───── Input ─────

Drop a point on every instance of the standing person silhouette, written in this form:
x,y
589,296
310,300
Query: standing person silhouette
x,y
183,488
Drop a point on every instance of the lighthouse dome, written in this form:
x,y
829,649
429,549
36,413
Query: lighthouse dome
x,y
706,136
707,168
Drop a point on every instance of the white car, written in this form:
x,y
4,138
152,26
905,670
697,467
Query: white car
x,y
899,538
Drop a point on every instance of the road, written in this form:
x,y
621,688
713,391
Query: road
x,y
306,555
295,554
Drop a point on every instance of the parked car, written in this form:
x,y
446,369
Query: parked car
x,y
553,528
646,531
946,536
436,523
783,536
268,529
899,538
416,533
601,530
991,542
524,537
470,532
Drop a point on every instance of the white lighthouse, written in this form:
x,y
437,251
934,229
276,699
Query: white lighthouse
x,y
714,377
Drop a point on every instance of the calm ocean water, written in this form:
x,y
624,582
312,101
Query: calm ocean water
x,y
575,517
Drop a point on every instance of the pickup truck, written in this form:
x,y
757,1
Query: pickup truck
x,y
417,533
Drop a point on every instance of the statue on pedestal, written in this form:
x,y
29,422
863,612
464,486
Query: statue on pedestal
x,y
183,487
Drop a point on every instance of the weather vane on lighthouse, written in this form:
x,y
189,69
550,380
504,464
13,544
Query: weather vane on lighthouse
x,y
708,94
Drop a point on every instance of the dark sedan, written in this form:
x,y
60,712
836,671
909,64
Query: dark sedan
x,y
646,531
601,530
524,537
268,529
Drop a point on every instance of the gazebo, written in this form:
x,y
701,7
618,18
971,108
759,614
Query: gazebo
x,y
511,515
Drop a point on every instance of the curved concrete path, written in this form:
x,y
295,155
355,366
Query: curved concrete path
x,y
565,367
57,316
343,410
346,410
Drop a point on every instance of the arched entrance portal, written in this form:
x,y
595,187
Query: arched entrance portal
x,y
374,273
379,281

─────

**Work required:**
Edit the stretch of the data from the line containing "Drop a point on every instance of the dark" through the end of the data, replacing "gazebo" with "pavilion" and leaving everything else unchanged. Return only those lines.

**Exercise solution:**
Drop a point on every instance of the dark sedan, written in this form:
x,y
60,712
836,671
909,64
Query: dark sedan
x,y
646,531
601,530
524,537
268,529
Drop a point on every instance of the pavilion, written in this form:
x,y
701,7
618,18
971,108
759,614
Query: pavilion
x,y
511,515
Drop a point on every instance of the curved concrete path, written in this form:
x,y
295,155
355,366
Query: curved concrete path
x,y
565,367
57,316
343,410
346,410
Drop a point on every instance of the arched entrance portal, written in this form:
x,y
595,187
Query: arched entrance portal
x,y
374,273
379,281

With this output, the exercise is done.